(Beginning of SOURCE MATERIAL)

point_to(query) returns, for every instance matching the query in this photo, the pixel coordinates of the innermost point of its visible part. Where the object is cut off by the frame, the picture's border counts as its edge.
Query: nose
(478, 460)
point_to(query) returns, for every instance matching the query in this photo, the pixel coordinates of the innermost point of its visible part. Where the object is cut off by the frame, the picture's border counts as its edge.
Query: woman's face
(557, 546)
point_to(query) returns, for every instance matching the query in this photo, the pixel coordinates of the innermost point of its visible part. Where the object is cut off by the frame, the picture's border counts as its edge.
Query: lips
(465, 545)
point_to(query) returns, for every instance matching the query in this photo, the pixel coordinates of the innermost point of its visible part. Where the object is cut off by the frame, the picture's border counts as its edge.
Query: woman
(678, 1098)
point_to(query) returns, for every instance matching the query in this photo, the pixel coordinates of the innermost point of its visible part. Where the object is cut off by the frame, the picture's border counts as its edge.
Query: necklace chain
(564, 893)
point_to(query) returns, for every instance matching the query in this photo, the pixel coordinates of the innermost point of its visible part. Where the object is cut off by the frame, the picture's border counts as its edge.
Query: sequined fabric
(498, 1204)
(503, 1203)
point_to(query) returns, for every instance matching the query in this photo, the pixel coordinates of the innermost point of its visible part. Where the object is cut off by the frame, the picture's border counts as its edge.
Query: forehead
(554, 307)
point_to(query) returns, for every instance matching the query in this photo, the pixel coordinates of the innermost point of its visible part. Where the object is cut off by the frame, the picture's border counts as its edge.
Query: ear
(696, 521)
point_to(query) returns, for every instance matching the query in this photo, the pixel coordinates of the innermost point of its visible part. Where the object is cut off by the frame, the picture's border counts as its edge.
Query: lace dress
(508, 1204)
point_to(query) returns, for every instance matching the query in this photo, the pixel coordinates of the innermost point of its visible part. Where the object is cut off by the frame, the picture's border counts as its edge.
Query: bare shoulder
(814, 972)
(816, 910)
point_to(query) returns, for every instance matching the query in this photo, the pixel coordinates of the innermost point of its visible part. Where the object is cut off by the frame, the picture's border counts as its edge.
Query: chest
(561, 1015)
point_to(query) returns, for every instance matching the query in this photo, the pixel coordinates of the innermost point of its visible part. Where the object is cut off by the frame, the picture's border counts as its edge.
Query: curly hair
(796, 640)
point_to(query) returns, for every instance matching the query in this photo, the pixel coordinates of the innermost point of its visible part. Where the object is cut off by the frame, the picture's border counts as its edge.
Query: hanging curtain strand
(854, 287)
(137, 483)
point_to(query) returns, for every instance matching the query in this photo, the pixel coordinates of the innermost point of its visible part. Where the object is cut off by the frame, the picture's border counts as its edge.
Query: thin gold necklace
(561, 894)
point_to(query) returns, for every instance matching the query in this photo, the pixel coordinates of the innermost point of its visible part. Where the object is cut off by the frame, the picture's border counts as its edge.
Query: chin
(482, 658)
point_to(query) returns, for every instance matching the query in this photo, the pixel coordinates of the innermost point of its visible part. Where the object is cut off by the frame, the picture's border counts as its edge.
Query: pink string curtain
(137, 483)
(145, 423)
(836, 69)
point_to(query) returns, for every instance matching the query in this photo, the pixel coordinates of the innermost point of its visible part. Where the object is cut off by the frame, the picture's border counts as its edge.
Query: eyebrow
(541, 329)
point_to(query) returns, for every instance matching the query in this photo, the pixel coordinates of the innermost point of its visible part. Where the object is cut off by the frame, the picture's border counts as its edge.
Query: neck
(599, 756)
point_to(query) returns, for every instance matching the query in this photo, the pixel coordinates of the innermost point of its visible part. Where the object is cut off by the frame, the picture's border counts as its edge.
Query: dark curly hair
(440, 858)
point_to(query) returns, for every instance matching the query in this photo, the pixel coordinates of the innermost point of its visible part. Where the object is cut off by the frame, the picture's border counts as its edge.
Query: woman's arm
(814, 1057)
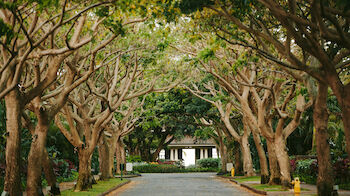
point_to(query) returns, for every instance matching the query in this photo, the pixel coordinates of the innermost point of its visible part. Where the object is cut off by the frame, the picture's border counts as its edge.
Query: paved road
(181, 184)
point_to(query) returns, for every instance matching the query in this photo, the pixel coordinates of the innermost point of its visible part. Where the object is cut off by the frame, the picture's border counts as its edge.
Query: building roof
(188, 141)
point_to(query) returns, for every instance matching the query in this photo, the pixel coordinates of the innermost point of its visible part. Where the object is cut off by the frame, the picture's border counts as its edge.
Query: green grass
(266, 187)
(100, 187)
(246, 179)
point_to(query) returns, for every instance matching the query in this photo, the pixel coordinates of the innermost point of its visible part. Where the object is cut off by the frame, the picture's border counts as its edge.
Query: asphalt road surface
(180, 184)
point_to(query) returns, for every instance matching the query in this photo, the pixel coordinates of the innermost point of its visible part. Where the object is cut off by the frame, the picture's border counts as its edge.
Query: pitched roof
(189, 141)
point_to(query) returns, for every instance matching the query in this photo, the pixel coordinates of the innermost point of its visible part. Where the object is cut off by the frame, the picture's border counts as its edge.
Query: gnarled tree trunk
(223, 153)
(246, 155)
(262, 158)
(325, 177)
(283, 160)
(120, 155)
(13, 143)
(104, 159)
(274, 168)
(50, 175)
(85, 178)
(35, 157)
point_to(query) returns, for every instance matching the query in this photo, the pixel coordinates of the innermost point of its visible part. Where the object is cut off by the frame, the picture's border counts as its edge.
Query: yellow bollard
(296, 183)
(233, 172)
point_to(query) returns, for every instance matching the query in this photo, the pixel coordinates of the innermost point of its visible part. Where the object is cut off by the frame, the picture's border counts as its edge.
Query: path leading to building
(180, 184)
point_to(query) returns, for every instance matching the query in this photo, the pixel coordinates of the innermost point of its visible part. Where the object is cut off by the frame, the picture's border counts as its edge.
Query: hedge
(154, 168)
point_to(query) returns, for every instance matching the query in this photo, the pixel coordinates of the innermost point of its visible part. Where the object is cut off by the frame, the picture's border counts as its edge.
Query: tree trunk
(238, 162)
(49, 174)
(35, 157)
(104, 159)
(13, 143)
(342, 92)
(118, 156)
(246, 155)
(325, 177)
(346, 120)
(274, 169)
(85, 179)
(223, 152)
(283, 160)
(122, 154)
(262, 158)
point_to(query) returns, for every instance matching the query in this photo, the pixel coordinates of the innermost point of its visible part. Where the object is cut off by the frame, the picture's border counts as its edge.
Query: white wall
(189, 156)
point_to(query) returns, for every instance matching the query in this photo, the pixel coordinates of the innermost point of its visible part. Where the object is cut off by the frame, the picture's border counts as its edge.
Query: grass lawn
(266, 187)
(100, 187)
(245, 179)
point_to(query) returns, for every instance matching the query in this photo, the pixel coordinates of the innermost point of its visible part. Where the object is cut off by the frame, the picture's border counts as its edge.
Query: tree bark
(49, 174)
(118, 156)
(104, 159)
(325, 179)
(274, 169)
(13, 143)
(237, 160)
(246, 155)
(283, 160)
(35, 157)
(262, 158)
(85, 179)
(342, 92)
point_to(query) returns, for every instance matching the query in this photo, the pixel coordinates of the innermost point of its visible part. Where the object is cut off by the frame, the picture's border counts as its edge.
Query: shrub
(342, 171)
(133, 159)
(208, 163)
(155, 168)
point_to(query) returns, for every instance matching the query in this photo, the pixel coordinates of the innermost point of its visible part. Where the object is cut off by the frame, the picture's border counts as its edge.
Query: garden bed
(97, 189)
(154, 168)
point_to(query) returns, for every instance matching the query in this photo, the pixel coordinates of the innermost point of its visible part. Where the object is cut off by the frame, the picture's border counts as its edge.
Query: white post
(171, 155)
(176, 154)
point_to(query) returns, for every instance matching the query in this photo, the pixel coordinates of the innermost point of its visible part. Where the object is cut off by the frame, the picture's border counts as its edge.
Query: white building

(End of SOURCE MATERIAL)

**EXERCISE OBJECTIVE:**
Restate the records above word for word. Skip every picture.

**OUTPUT FOR THIS TASK:**
point_to(query) returns, for every instance matching the query in this photo, the pixel coordinates of the innermost point of its visible part. Where the object is cut off by the frame, the picture's border counts as its edge.
Query: nose
(478, 460)
point_to(query) returns, for every instance matching the query in this photo, the pixel coordinates of the innermost point of its visible part. Where the object is cut off by the frame, the picture's border counts as its edge.
Query: woman's face
(557, 546)
point_to(query) returns, for every instance matching the query in this photo, the pixel coordinates of the innermost point of its visible part. Where the object is cut off by the frame, the picture's border counts as its edge.
Query: lips
(465, 545)
point_to(query) returns, for every instance matching the query in this photo, the pixel coordinates of the innermost point of its visible part. Where the object is cut off by the frame, the picture's border counts as its edge.
Query: woman
(678, 1098)
point_to(query) returns, for every instance matching the query in this photo, the pixel coordinates of the innermost point of its visible part. Where the object is cut off by the frame, the picture's border counts as its edge.
Query: necklace chain
(564, 893)
point_to(query) returns, for every instance matching the query in this photo, the pixel coordinates of the innermost point of its visible part. Where the object is cut off by the frame, the picture's border counts as its edge.
Query: sequined fabric
(498, 1204)
(503, 1203)
point_to(query) returns, for every instance matching the query in this photo, the pixel coordinates of the innermost point of its visible part. Where the object is cut off by the frame, the picture's border counts as its edge.
Query: forehead
(554, 307)
point_to(query) returns, for every instance matching the query in this photo, the pixel coordinates of the innermost point of its visible part. Where the object is cut off by the frame, the picture's border counts as its edge.
Query: ear
(696, 521)
point_to(query) returns, for every instance matching the query in this photo, the pixel coordinates of the innermost point of its visible part. Where the object is cut off by the frame, the picture's border counts as its edge.
Query: lace dress
(508, 1204)
point_to(query) returns, for every instance matching the query in this photo, the pixel coordinates of the innermost point of its visible part. Where the object is cut off by the frame, the picture's border counts as its edge.
Query: bare shoulder
(814, 972)
(816, 910)
point_to(query) returns, for every instance matching the query in this photo, the pixel coordinates of the innermost point of its visible part. Where the object is cut off by the frame, the picture's border counts as its edge.
Query: chest
(561, 1015)
point_to(query) returns, for every instance matching the query in this photo, the pixel coordinates of the innermost point of its visible part. Where the object is cut off by the frame, the picture's border counts as its edge.
Query: curly hair
(796, 640)
point_to(query) returns, for every instance matching the query in this photo, the pixel coordinates of the innermost point of its visible part. Where the object is cut off by the frame, the picture's border counts as its edge.
Query: hanging curtain strand
(854, 287)
(137, 483)
point_to(query) returns, for every instance matching the query in this photo, the pixel coordinates of the innermost point of its visible part. Where the object is cut off by the frame, the picture's border counts as its edge.
Query: thin gold necklace
(561, 894)
point_to(query) returns, for every instance matching the query in this photo, the pixel coordinates of the innermost point of its visible part. Where the object is cut off by the frame, the picture's border counts as its edge.
Query: chin
(482, 658)
point_to(query) returns, for every instance matching the query in this photo, the pixel coordinates of the innermost point of its visible part. Where the object is cut off by the frame, the picture's border counts as its edge.
Query: pink string curtain
(137, 483)
(145, 423)
(836, 69)
point_to(query) returns, for every instance matching the query in this photo, the pixel coordinates of the innermost point of its visible part. Where the object is cut off by the frame, the picture's border counts as its edge.
Query: eyebrow
(541, 329)
point_to(query) returns, for every instance matching the query in this photo, the pixel coordinates of the innermost point of its visible part. Where the object is cut off by the frame, the picture's border counts as its edge.
Query: neck
(599, 756)
point_to(query) returns, for every instance matching the query in this photo, the pixel coordinates of the innermost point of its visible part. Where the object is cut off by the frame, the picture's border counts as its edge.
Query: dark curly hair
(440, 858)
point_to(query) returns, for every instance matching the query in this photo, the pixel coordinates of the innermost point of its visible part. Where the object is cut off by the frame, the picture's border counts as its edge.
Query: woman's arm
(814, 1057)
point_to(query) returns, for every instance matching the query in this photo, the pixel coordinates of the innermost point of its visible part. Where the object is cut off by the frame, the picture's border counts as its edge.
Query: paved road
(181, 184)
point_to(query) returns, for every instance matching the query in this photo, the pixel coordinates of the innermost point of its visible part. Where the object is cut off by the frame, the picture's border counts as its edge.
Query: building roof
(188, 141)
point_to(query) returns, for every instance matching the query in this photo, the pixel coordinates of the innermost point of its visible part. Where the object is cut off by the frame, the picture's border counts as its edge.
Query: green grass
(266, 187)
(100, 187)
(246, 179)
point_to(query) returns, for every instance matching the query in this photo, the pixel coordinates of the innermost point of its visible part. Where the object is cut off by the frame, the picture's border counts as its edge.
Query: asphalt road surface
(180, 184)
point_to(query) returns, for every instance matching the query in this photo, the pixel coordinates of the innermost point of its visible part. Where the object is cut off by the frame, the picture's border counts as its edge.
Query: pitched roof
(189, 141)
point_to(query) returns, for every instance matching the query in this photo, the pixel coordinates of the innermost point of its visible part. Where the object is cut off by the frame, the picture's border counts as its edge.
Query: gnarled tree trunk
(223, 153)
(246, 155)
(262, 158)
(325, 177)
(283, 160)
(120, 155)
(13, 143)
(104, 159)
(274, 168)
(50, 175)
(85, 178)
(35, 157)
point_to(query) returns, for every instance matching the query in this photo, the pixel coordinates of the innermost point of its visible part. Where the object is cut off by the frame, the picture's border counts as its edge.
Query: yellow bollard
(296, 183)
(233, 172)
point_to(query) returns, for every instance matching the query in this photo, the pixel coordinates of the innermost point of its visible part. Where the object is cut off by the frame, the picture's border counts as its edge.
Query: path leading to building
(180, 184)
point_to(query) returns, for every instance matching the query in this photo, the pixel coordinates of the innermost point of its visible part. Where the object is cut off by the frame, the picture's border counts as its edge.
Query: hedge
(154, 168)
point_to(query) returns, for every instance matching the query in this photo, the pixel coordinates of the innermost point of its visible part. Where the object is cut off by the frame, the picture's border counts as its edge.
Query: tree trunk
(238, 162)
(49, 174)
(35, 157)
(104, 159)
(13, 143)
(342, 92)
(118, 156)
(246, 155)
(325, 177)
(346, 120)
(274, 169)
(85, 179)
(223, 152)
(283, 160)
(122, 154)
(262, 158)
point_to(query) returns, for every instance matching the query in this photo, the pixel coordinates of the innermost point of its visible part. Where the object is cut off by the frame, the picture's border counts as its edge.
Query: white wall
(189, 156)
point_to(query) returns, for every instance matching the query in this photo, the pixel coordinates of the innermost point of its visible part. Where the object is cut off by the frame, the picture's border counts as its edge.
Query: grass lawn
(266, 187)
(100, 187)
(245, 179)
point_to(query) returns, for every instance matching the query in this photo, the pixel coordinates of the innermost point of its visible part. Where the object is cut off by the frame, the picture's border counts as its edge.
Query: tree bark
(49, 174)
(118, 156)
(104, 159)
(325, 179)
(274, 169)
(13, 143)
(237, 160)
(246, 155)
(283, 160)
(35, 157)
(262, 158)
(85, 179)
(342, 92)
point_to(query) returns, for every instance matching the query in this photo, the pixel coordinates of the innermost point of its visible part. Where the object is cut off by the frame, the picture's border counts as its edge.
Query: shrub
(342, 171)
(133, 159)
(208, 163)
(155, 168)
point_to(query) returns, for every instance matching the query in this photo, the pixel coordinates of the innermost point of its visible part. Where the object is cut off by the frame, the picture's border counts as its edge.
Query: garden bed
(97, 189)
(154, 168)
point_to(query) returns, for every instance matching the query in this photo, the pixel coordinates of the innermost point of its visible part. Where the object is cut off by the frame, the picture's border counts as its edge.
Query: white post
(171, 155)
(176, 154)
point_to(query) returns, for every instance matching the query in this photo, the pixel coordinates of the innermost point of its visible part. Where the object is cut off by the frame, the picture's border counts as its edge.
Query: white building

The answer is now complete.